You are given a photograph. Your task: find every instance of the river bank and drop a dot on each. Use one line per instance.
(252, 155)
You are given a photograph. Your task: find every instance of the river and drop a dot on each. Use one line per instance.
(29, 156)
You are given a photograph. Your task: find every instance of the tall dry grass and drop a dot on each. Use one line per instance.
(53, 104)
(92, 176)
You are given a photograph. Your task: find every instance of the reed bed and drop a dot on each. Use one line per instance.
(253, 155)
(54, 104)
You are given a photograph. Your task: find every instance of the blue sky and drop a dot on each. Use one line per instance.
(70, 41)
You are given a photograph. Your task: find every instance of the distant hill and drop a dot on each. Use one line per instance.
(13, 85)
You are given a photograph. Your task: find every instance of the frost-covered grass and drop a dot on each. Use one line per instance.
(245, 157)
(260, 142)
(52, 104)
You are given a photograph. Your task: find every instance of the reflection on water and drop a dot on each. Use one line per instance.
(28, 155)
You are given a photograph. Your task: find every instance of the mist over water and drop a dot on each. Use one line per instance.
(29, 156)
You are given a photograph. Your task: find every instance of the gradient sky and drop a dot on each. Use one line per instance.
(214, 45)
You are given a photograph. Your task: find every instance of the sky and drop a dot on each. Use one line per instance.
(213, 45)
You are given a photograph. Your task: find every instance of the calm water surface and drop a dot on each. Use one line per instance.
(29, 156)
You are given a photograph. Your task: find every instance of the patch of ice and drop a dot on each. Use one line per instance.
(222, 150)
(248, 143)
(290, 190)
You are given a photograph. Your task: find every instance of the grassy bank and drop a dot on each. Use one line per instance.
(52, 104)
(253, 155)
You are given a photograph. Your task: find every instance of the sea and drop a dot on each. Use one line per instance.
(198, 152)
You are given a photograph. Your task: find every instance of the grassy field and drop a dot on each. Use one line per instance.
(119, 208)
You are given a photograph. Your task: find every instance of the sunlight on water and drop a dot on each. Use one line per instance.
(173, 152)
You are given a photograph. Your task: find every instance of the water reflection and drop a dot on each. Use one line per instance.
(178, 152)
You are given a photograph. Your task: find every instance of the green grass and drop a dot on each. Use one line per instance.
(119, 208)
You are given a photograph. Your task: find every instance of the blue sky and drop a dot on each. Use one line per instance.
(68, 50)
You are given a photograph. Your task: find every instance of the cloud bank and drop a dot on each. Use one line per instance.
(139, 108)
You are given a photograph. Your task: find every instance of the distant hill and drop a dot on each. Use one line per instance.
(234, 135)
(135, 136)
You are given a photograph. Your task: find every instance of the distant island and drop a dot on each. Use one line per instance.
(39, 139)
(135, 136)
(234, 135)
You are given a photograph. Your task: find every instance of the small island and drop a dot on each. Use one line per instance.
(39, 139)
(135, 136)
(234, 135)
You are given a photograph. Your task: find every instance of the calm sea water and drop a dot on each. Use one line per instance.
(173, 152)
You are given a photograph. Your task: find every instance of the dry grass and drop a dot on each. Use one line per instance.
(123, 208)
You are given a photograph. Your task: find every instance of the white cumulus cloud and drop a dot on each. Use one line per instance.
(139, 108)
++++++
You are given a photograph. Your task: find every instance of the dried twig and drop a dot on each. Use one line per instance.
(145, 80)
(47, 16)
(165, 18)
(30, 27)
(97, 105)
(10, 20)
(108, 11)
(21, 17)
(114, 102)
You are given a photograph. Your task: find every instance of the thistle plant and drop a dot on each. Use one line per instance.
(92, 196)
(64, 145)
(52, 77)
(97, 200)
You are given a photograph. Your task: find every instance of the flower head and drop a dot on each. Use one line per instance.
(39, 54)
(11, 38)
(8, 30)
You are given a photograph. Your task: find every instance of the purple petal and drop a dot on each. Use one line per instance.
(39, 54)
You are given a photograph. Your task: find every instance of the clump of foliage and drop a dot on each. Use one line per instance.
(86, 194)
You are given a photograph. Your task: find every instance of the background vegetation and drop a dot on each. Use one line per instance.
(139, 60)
++++++
* [TAREFA]:
Localize nos registros acima cada linha em que aparece a palavra "island" e copie essas linhas na íntegra.

* [RESPOSTA CORRETA]:
You are given a photograph. Your task: find every instance of the distant island and drop a dot on each. Use one line per instance.
You are given a photograph. Your task: find every instance of the small island and drop a dot on each. Use one line per instance.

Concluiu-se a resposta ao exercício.